*Assigned task:* Return exactly the lines of the records below, starting at the line that contains "floret on this photo." and ending at the line that contains "cloth on this photo.", with both of those lines kept.

*Stored items from a collection:*
= = = = =

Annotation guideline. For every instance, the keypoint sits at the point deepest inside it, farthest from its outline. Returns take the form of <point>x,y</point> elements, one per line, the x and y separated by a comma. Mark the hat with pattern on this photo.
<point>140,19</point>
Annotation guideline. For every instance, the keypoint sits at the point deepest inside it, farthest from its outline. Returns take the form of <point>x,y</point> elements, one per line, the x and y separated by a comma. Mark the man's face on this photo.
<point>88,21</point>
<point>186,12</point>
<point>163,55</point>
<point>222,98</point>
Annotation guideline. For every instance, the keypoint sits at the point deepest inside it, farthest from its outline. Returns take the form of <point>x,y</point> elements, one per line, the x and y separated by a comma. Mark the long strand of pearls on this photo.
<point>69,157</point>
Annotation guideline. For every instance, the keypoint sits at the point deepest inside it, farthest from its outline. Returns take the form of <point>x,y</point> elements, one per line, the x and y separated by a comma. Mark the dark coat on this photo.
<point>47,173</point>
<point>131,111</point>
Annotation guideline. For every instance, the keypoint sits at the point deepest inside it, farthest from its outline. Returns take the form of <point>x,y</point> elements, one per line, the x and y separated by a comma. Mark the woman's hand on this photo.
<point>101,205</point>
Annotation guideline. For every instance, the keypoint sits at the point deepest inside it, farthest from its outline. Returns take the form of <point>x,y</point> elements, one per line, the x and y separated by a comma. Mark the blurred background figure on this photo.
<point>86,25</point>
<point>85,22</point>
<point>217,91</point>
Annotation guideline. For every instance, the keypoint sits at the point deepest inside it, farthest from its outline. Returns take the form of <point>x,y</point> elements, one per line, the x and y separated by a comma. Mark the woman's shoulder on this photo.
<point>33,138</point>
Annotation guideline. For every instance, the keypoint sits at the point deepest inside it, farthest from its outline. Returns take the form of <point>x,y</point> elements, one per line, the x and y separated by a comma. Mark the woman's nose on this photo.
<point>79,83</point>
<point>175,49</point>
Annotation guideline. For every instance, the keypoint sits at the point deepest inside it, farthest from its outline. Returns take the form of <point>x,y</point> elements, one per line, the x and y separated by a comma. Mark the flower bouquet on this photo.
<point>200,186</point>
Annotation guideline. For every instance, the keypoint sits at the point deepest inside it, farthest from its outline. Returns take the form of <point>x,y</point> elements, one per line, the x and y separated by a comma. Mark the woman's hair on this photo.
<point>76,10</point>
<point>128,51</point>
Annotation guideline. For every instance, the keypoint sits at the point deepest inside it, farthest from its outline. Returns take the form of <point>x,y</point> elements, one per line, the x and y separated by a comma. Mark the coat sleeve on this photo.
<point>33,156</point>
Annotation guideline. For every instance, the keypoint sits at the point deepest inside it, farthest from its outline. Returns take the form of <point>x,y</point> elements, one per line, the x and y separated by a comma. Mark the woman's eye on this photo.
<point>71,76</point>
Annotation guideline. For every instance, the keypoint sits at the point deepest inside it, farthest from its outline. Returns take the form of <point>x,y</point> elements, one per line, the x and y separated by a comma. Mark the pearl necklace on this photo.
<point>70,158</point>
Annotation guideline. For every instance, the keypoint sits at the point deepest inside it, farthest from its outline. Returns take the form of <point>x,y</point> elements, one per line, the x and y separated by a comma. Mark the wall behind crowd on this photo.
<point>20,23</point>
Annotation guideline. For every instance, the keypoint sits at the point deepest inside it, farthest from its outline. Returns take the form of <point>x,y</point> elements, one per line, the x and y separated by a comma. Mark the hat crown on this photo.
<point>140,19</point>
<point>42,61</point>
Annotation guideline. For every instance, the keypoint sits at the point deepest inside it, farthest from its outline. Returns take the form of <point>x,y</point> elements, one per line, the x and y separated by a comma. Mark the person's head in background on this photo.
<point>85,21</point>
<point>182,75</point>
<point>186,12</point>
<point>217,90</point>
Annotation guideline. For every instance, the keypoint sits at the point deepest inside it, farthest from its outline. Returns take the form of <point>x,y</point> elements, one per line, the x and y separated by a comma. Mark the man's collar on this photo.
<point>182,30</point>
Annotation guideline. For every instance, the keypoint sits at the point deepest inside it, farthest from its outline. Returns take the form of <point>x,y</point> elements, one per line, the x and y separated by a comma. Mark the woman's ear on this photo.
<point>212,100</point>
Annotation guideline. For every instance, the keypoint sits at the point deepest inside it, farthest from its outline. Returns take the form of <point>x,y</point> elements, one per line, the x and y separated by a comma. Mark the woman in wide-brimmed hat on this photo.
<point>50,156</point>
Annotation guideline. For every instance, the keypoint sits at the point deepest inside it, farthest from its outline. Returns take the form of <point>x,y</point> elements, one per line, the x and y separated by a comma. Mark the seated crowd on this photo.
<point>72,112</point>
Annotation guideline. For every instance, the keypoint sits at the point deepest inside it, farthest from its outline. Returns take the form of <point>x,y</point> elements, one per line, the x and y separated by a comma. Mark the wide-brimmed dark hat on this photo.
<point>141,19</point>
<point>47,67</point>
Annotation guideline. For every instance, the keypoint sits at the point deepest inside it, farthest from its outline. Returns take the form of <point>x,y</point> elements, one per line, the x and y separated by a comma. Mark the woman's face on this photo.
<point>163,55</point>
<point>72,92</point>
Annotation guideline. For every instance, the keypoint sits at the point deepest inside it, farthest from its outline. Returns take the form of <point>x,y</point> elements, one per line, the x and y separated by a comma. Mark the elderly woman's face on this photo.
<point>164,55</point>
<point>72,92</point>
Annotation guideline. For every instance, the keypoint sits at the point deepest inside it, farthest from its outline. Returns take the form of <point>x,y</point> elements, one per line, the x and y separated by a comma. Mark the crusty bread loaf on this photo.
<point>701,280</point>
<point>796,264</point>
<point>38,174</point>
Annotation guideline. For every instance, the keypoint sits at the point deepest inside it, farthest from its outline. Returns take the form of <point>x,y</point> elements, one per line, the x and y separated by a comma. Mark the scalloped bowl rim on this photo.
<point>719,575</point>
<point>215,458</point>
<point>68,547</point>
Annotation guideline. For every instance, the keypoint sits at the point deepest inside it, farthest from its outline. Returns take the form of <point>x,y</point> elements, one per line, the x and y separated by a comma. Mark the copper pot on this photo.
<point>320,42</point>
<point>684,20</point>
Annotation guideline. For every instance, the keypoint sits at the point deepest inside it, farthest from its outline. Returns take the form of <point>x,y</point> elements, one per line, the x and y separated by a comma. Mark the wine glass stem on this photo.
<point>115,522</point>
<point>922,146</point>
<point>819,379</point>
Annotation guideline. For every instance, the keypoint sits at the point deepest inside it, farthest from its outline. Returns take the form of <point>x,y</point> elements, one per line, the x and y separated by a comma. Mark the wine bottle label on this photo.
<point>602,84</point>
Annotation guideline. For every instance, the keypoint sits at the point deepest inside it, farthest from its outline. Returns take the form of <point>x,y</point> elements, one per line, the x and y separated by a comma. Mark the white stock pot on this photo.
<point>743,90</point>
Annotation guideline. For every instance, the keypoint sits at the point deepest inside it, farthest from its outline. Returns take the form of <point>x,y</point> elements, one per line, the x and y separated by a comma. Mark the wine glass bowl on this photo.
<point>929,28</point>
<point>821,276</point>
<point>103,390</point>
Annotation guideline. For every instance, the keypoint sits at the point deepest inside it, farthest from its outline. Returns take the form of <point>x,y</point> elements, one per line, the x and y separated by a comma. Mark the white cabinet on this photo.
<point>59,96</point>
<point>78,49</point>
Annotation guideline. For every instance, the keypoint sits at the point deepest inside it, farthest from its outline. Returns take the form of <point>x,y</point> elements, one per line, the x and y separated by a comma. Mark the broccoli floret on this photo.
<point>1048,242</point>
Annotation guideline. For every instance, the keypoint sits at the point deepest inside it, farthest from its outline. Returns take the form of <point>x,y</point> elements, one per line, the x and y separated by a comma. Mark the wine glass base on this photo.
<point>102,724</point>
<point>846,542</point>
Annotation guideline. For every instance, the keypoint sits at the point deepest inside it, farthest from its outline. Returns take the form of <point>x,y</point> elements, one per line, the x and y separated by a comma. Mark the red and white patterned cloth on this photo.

= = = = =

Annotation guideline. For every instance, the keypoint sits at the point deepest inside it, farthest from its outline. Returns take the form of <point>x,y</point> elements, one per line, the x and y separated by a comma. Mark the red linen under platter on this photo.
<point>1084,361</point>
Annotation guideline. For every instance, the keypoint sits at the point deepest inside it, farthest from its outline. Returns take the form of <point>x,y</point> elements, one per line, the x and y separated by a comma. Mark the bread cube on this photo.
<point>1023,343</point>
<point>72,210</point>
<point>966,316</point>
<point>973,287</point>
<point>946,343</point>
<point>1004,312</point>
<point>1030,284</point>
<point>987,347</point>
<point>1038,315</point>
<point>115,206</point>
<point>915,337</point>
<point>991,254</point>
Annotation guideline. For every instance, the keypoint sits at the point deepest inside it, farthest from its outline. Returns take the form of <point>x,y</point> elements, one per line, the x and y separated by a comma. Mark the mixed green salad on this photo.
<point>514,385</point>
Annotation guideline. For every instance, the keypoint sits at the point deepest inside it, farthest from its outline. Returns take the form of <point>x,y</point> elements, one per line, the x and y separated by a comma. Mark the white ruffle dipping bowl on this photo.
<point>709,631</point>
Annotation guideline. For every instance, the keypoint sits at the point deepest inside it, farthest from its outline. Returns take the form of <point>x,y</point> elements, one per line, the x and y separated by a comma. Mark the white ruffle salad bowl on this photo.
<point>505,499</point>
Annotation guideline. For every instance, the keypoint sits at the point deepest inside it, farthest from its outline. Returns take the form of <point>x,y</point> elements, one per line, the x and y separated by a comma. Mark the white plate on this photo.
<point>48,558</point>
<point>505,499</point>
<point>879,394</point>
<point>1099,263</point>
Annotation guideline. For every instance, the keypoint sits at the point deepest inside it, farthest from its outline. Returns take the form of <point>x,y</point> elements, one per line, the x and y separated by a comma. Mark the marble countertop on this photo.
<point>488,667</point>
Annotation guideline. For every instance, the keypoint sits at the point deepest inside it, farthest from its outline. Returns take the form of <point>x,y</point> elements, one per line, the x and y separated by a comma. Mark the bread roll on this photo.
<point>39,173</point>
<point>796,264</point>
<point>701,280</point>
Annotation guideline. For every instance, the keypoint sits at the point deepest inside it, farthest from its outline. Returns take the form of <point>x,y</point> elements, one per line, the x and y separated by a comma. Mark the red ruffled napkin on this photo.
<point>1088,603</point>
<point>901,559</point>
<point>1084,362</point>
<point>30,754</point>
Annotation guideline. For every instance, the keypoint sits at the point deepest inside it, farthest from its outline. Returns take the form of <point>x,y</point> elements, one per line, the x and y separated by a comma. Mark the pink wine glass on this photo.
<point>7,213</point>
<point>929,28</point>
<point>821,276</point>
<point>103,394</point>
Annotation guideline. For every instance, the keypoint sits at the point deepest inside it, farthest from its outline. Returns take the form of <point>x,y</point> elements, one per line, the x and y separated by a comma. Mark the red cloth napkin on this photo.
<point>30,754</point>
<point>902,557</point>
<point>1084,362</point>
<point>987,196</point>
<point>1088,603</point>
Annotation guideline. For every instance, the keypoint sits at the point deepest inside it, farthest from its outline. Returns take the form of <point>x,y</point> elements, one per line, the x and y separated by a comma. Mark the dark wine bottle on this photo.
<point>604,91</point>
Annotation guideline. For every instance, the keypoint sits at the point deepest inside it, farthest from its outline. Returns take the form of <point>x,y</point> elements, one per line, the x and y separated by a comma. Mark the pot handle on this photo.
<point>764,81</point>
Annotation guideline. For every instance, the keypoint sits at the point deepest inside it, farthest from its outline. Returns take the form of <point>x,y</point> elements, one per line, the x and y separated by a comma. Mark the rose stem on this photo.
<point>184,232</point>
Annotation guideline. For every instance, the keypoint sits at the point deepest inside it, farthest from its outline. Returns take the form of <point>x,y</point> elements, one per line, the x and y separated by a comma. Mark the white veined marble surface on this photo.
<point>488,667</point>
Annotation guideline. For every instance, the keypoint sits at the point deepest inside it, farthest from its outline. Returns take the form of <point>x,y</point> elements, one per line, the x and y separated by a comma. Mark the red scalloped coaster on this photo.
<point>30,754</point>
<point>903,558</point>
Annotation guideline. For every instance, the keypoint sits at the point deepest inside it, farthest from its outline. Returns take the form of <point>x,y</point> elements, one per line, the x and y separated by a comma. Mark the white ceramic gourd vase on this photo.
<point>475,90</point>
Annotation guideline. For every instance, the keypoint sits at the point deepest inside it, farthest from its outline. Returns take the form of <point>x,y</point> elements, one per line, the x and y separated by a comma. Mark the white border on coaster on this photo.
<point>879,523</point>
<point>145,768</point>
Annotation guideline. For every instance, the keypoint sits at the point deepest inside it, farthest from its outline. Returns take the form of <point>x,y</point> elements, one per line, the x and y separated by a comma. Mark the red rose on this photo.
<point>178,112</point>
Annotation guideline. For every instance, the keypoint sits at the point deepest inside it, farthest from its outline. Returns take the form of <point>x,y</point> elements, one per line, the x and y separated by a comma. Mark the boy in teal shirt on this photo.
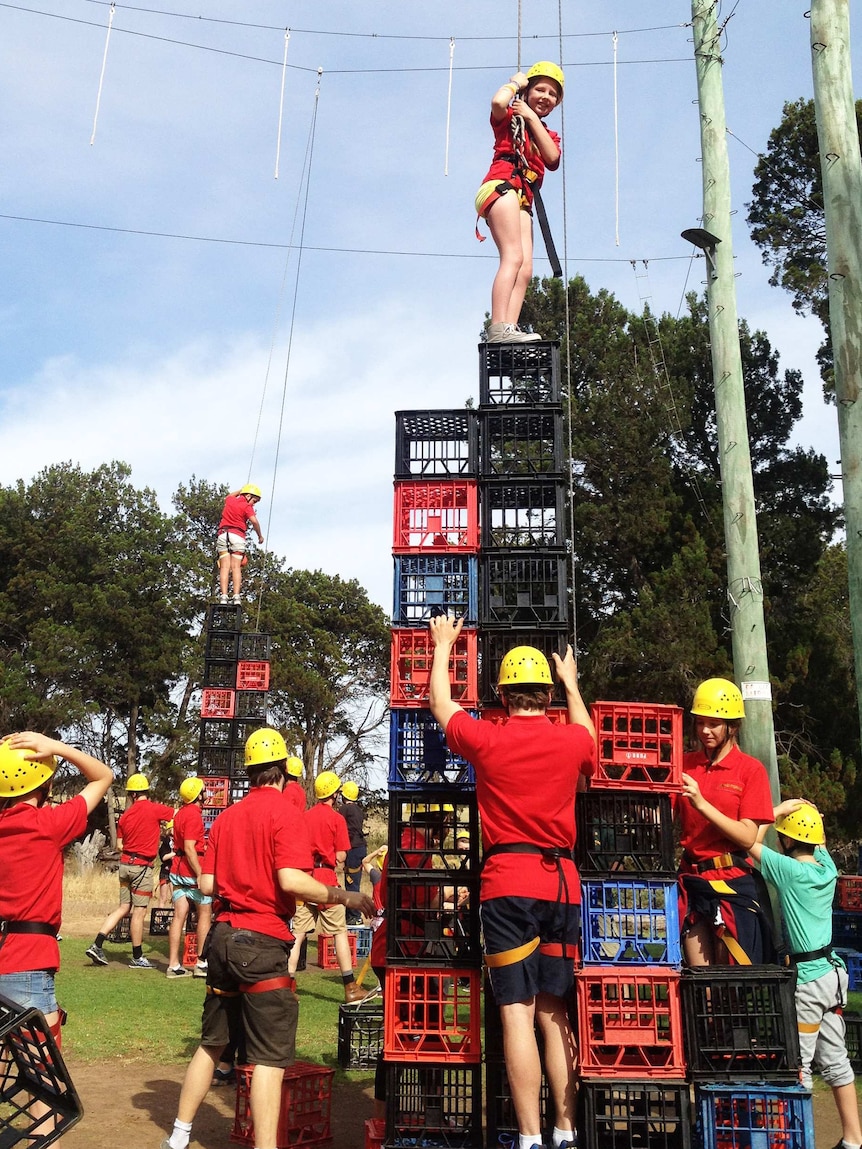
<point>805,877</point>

= = = = =

*Result for this task:*
Annotation guideline. For every instance, the keypoint sits at the point deepest inside it, farthest from its outline. Returns take the form of <point>x,y</point> elements, one per line, the x and y separated by a comma. Mark the broccoli floret on this photo.
<point>1048,242</point>
Annotation guideline. For every instance, the keypoint sits at the point deepest inside it, farthest from its outline. Returns take the form of <point>x,y</point> elements, one per line, the x and y separated by a comma. Mark the wine glass base on this photo.
<point>102,724</point>
<point>846,542</point>
Annotation guideline. For every instance, the keypoint sits at the point deepest inside it, farthest from its outline. Returns take the form of <point>x,y</point> elements, one per line, the x and y separated by a comma. Mark the red and white patterned cloth on this photo.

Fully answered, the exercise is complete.